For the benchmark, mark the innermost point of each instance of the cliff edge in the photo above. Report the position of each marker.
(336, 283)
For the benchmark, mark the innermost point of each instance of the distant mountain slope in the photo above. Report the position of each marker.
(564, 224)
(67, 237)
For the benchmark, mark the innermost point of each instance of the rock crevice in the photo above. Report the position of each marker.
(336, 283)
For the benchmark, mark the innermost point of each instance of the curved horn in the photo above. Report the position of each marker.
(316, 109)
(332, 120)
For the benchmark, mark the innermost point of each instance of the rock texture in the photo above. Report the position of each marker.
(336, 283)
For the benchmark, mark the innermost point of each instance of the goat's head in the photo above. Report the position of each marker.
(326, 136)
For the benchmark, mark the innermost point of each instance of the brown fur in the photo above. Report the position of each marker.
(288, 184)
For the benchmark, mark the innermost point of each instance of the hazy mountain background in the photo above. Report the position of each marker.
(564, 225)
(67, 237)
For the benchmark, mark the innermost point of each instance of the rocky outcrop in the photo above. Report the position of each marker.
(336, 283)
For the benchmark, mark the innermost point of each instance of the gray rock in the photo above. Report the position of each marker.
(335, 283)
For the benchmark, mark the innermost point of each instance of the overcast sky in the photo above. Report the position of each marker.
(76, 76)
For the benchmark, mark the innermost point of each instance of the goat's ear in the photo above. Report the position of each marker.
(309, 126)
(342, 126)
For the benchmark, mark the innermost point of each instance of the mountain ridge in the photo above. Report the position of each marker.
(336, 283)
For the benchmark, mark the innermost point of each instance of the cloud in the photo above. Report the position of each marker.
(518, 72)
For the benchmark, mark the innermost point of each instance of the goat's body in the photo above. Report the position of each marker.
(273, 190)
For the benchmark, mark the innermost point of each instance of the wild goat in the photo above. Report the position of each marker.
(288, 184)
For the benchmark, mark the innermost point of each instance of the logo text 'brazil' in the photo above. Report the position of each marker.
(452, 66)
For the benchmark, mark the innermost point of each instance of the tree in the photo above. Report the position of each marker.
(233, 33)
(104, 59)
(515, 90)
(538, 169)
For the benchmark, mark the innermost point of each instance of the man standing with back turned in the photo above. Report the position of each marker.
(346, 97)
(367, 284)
══════
Would you set down, word for word, everything from the line containing "the man standing" down to the final line above?

For the benchmark, mark the innermost point of each instance of the man standing with back turned in the photo above. Report the position of each marker.
(346, 97)
(367, 284)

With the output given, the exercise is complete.